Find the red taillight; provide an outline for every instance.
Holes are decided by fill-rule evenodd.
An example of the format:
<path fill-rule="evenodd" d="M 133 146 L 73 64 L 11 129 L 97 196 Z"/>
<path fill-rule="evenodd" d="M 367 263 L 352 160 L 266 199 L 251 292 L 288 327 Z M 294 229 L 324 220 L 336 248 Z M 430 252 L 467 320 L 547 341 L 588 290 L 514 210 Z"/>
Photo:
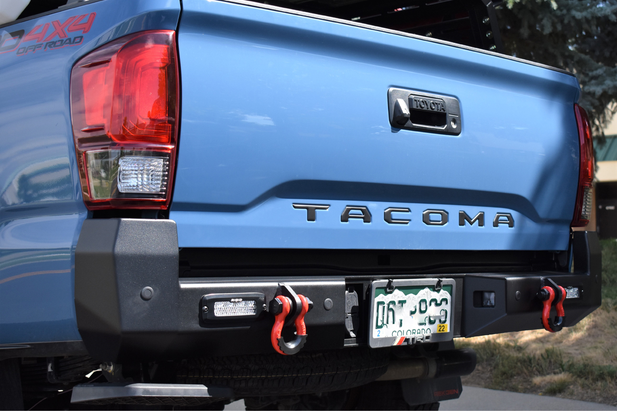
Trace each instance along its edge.
<path fill-rule="evenodd" d="M 591 133 L 591 124 L 585 110 L 574 104 L 574 114 L 578 126 L 579 143 L 581 155 L 581 167 L 579 170 L 579 186 L 576 193 L 576 206 L 571 226 L 583 227 L 591 219 L 594 181 L 594 140 Z"/>
<path fill-rule="evenodd" d="M 115 40 L 73 67 L 73 134 L 88 209 L 169 205 L 177 60 L 174 31 L 157 30 Z"/>

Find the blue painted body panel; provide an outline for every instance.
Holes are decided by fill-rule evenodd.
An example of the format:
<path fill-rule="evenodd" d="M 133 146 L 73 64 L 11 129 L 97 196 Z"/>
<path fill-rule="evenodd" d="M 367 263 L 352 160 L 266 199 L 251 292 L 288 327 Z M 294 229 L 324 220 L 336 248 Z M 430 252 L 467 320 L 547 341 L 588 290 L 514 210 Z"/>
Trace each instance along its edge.
<path fill-rule="evenodd" d="M 184 0 L 180 247 L 564 250 L 579 170 L 571 76 L 418 38 Z M 457 98 L 462 131 L 392 128 L 390 87 Z M 307 222 L 294 202 L 329 204 Z M 342 223 L 346 205 L 370 223 Z M 412 222 L 388 225 L 387 207 Z M 446 210 L 445 226 L 421 212 Z M 484 211 L 484 227 L 458 224 Z M 492 226 L 510 212 L 513 228 Z M 404 216 L 401 215 L 402 218 Z"/>
<path fill-rule="evenodd" d="M 93 12 L 80 44 L 0 54 L 0 344 L 81 339 L 73 261 L 87 210 L 71 128 L 71 68 L 126 34 L 175 30 L 180 1 L 106 0 L 0 28 L 0 36 Z"/>

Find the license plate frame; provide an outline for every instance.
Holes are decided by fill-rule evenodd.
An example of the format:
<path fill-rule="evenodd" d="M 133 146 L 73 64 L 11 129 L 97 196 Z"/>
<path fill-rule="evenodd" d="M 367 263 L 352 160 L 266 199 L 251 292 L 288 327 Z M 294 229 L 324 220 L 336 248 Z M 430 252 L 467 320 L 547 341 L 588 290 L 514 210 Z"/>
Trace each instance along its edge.
<path fill-rule="evenodd" d="M 371 348 L 377 348 L 394 345 L 411 345 L 420 342 L 437 342 L 452 340 L 454 334 L 454 296 L 456 293 L 456 283 L 452 279 L 442 278 L 441 288 L 437 291 L 435 287 L 439 280 L 438 278 L 415 278 L 378 280 L 373 281 L 370 289 L 369 346 Z M 391 281 L 392 281 L 391 285 L 394 289 L 388 293 L 386 288 Z M 425 291 L 426 289 L 428 289 L 428 291 Z M 379 296 L 376 295 L 378 291 Z M 449 294 L 449 300 L 444 293 Z M 403 294 L 402 297 L 401 294 Z M 420 297 L 418 296 L 418 294 L 420 294 Z M 445 302 L 443 301 L 444 298 L 447 300 Z M 405 302 L 403 302 L 404 300 Z M 423 304 L 421 300 L 424 300 L 424 304 Z M 395 302 L 394 304 L 392 304 L 392 301 Z M 378 305 L 379 302 L 381 302 L 381 304 Z M 415 309 L 414 312 L 412 312 L 413 311 L 412 306 Z M 422 307 L 424 309 L 423 312 Z M 391 313 L 392 320 L 391 325 Z M 397 313 L 399 314 L 398 317 Z M 421 315 L 426 318 L 420 318 Z M 429 323 L 429 319 L 433 320 L 434 323 Z M 402 326 L 404 320 L 405 327 Z M 445 322 L 442 323 L 442 321 Z M 381 327 L 379 326 L 379 322 Z M 397 322 L 399 326 L 396 326 Z M 423 322 L 424 323 L 424 325 L 411 326 L 412 323 L 422 324 Z M 387 326 L 389 325 L 391 325 L 389 329 Z M 437 326 L 440 325 L 442 331 L 437 332 Z M 447 331 L 443 330 L 444 325 L 446 325 Z M 379 334 L 382 333 L 381 330 L 384 328 L 385 330 L 383 331 L 383 334 L 386 335 L 381 336 Z M 435 329 L 434 332 L 433 328 Z M 392 331 L 389 332 L 391 330 Z M 380 332 L 376 332 L 378 330 Z M 428 332 L 429 331 L 431 332 Z"/>

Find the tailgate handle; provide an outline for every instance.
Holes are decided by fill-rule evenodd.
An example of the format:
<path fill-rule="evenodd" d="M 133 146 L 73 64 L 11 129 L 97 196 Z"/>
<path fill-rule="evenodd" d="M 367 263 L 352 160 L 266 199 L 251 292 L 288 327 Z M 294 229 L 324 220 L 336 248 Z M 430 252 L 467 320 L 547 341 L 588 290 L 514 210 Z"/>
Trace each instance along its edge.
<path fill-rule="evenodd" d="M 388 90 L 390 125 L 394 128 L 458 135 L 461 133 L 458 99 L 411 89 Z"/>

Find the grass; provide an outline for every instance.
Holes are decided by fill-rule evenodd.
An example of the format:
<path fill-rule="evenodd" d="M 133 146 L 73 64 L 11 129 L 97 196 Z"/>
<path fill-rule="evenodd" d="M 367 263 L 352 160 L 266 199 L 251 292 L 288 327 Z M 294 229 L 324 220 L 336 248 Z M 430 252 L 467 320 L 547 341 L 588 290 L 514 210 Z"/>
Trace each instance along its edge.
<path fill-rule="evenodd" d="M 602 299 L 617 301 L 617 240 L 600 240 L 602 247 Z M 614 305 L 615 304 L 611 304 Z"/>
<path fill-rule="evenodd" d="M 600 244 L 602 309 L 560 333 L 457 339 L 478 354 L 463 384 L 617 405 L 617 241 Z"/>

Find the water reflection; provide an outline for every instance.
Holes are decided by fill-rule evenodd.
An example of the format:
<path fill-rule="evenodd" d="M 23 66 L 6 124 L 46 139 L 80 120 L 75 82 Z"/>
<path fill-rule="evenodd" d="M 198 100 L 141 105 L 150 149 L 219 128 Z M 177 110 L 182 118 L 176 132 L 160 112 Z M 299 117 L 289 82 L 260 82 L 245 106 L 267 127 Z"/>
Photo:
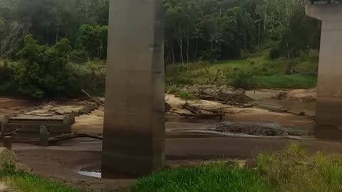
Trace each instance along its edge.
<path fill-rule="evenodd" d="M 97 171 L 80 171 L 77 172 L 80 175 L 83 176 L 91 176 L 91 177 L 95 177 L 95 178 L 102 178 L 102 174 L 101 172 L 97 172 Z"/>

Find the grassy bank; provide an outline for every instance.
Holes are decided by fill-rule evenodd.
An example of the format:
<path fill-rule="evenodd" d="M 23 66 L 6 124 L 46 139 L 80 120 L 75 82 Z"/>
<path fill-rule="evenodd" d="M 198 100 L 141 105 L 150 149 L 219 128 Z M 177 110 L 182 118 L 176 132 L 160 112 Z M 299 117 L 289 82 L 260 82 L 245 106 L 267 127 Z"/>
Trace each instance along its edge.
<path fill-rule="evenodd" d="M 296 65 L 296 75 L 286 75 L 288 60 L 271 59 L 268 55 L 269 50 L 266 50 L 243 60 L 168 65 L 166 83 L 228 85 L 244 88 L 311 88 L 316 86 L 316 51 L 292 61 Z"/>
<path fill-rule="evenodd" d="M 4 165 L 0 170 L 0 178 L 17 192 L 81 192 L 24 171 L 16 170 L 13 165 Z"/>
<path fill-rule="evenodd" d="M 309 155 L 298 144 L 260 154 L 243 168 L 224 161 L 170 169 L 139 179 L 132 192 L 274 191 L 338 192 L 342 186 L 341 155 Z"/>

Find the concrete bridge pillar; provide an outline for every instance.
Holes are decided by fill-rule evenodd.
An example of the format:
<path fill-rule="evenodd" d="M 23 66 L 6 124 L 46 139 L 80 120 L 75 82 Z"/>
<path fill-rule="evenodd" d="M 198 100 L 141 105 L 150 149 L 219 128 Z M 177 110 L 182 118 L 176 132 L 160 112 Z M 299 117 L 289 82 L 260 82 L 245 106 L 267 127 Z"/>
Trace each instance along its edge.
<path fill-rule="evenodd" d="M 102 174 L 140 176 L 165 161 L 161 0 L 110 0 Z"/>
<path fill-rule="evenodd" d="M 342 127 L 342 4 L 309 3 L 306 14 L 322 21 L 316 123 Z"/>

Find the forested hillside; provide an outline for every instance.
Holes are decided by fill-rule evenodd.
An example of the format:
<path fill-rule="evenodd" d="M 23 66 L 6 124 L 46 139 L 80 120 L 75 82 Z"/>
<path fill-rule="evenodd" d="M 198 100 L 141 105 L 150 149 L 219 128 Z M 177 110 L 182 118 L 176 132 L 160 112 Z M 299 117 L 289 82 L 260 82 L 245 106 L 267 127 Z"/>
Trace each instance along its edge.
<path fill-rule="evenodd" d="M 251 66 L 256 63 L 255 66 L 269 75 L 275 73 L 264 63 L 276 65 L 279 61 L 285 75 L 314 77 L 314 70 L 303 72 L 296 68 L 307 65 L 308 59 L 314 65 L 312 54 L 319 46 L 320 22 L 305 15 L 306 3 L 164 0 L 167 83 L 182 82 L 177 75 L 184 74 L 175 72 L 180 66 L 190 68 L 200 62 L 206 63 L 201 64 L 204 70 L 237 59 L 244 59 Z M 108 0 L 0 1 L 0 93 L 77 97 L 85 89 L 103 94 L 108 15 Z M 233 78 L 235 73 L 249 71 L 222 73 L 221 76 Z M 224 79 L 219 77 L 217 83 L 234 82 Z"/>

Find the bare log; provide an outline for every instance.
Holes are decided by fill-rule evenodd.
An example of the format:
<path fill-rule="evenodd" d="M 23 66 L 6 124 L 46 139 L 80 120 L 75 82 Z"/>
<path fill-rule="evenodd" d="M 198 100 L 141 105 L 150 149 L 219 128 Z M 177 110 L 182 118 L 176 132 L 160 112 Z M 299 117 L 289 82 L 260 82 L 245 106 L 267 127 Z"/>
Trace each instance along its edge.
<path fill-rule="evenodd" d="M 72 139 L 79 138 L 79 137 L 88 137 L 88 138 L 99 139 L 99 140 L 103 140 L 103 137 L 95 135 L 95 134 L 84 133 L 84 132 L 73 132 L 73 133 L 71 133 L 71 134 L 62 134 L 61 136 L 57 136 L 57 137 L 55 137 L 50 138 L 48 139 L 48 143 L 49 144 L 55 144 L 55 143 L 58 143 L 59 142 L 70 140 L 70 139 Z"/>

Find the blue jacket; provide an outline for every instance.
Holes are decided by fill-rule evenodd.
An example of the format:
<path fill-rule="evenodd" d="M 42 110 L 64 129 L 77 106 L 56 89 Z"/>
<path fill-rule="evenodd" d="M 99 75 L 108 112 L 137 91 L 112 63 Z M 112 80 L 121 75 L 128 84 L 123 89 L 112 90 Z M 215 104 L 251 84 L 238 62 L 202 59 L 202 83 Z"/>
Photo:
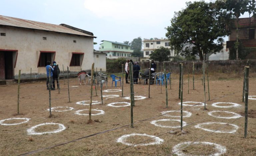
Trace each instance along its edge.
<path fill-rule="evenodd" d="M 46 69 L 46 73 L 47 73 L 47 77 L 49 77 L 49 68 L 51 68 L 51 76 L 52 77 L 52 72 L 53 72 L 53 69 L 52 66 L 49 65 L 47 65 L 45 67 Z"/>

▶ _Exercise requirements_:
Retype verbatim only the lines beginning with the line that contains "Find the bare" and ending with the last line of the listing above; pictures are to be excluded.

▶ _Finished task_:
Find the bare log; provide an outline for every instance.
Holes are decided by fill-rule evenodd.
An example of the format:
<path fill-rule="evenodd" d="M 23 66 L 6 124 L 46 139 L 80 120 L 75 82 Z"/>
<path fill-rule="evenodd" d="M 198 100 L 141 105 L 150 149 L 219 128 Z M 177 110 L 182 118 L 176 132 L 160 112 Z M 299 117 L 289 82 L 260 82 L 245 106 L 267 127 Z"/>
Trace each instance along its edge.
<path fill-rule="evenodd" d="M 72 139 L 79 138 L 79 137 L 88 137 L 88 138 L 99 139 L 99 140 L 103 140 L 103 137 L 95 135 L 95 134 L 84 133 L 84 132 L 73 132 L 73 133 L 71 133 L 71 134 L 62 134 L 61 136 L 57 136 L 57 137 L 55 137 L 50 138 L 48 139 L 48 143 L 49 144 L 55 144 L 55 143 L 58 143 L 59 142 L 70 140 L 70 139 Z"/>

Find the blue jacket; provide an outline for every instance.
Holes are decided by fill-rule evenodd.
An example of the format:
<path fill-rule="evenodd" d="M 42 110 L 64 129 L 77 106 L 56 89 Z"/>
<path fill-rule="evenodd" d="M 99 75 L 108 112 L 137 91 L 112 63 Z M 112 80 L 121 75 L 128 84 L 123 89 L 112 90 Z M 215 104 L 251 84 L 238 62 L 202 59 L 202 83 Z"/>
Photo:
Trace each instance along its edge.
<path fill-rule="evenodd" d="M 46 69 L 46 73 L 47 73 L 47 77 L 49 77 L 49 68 L 51 68 L 51 76 L 52 77 L 52 72 L 53 72 L 53 69 L 52 66 L 49 65 L 47 65 L 45 67 Z"/>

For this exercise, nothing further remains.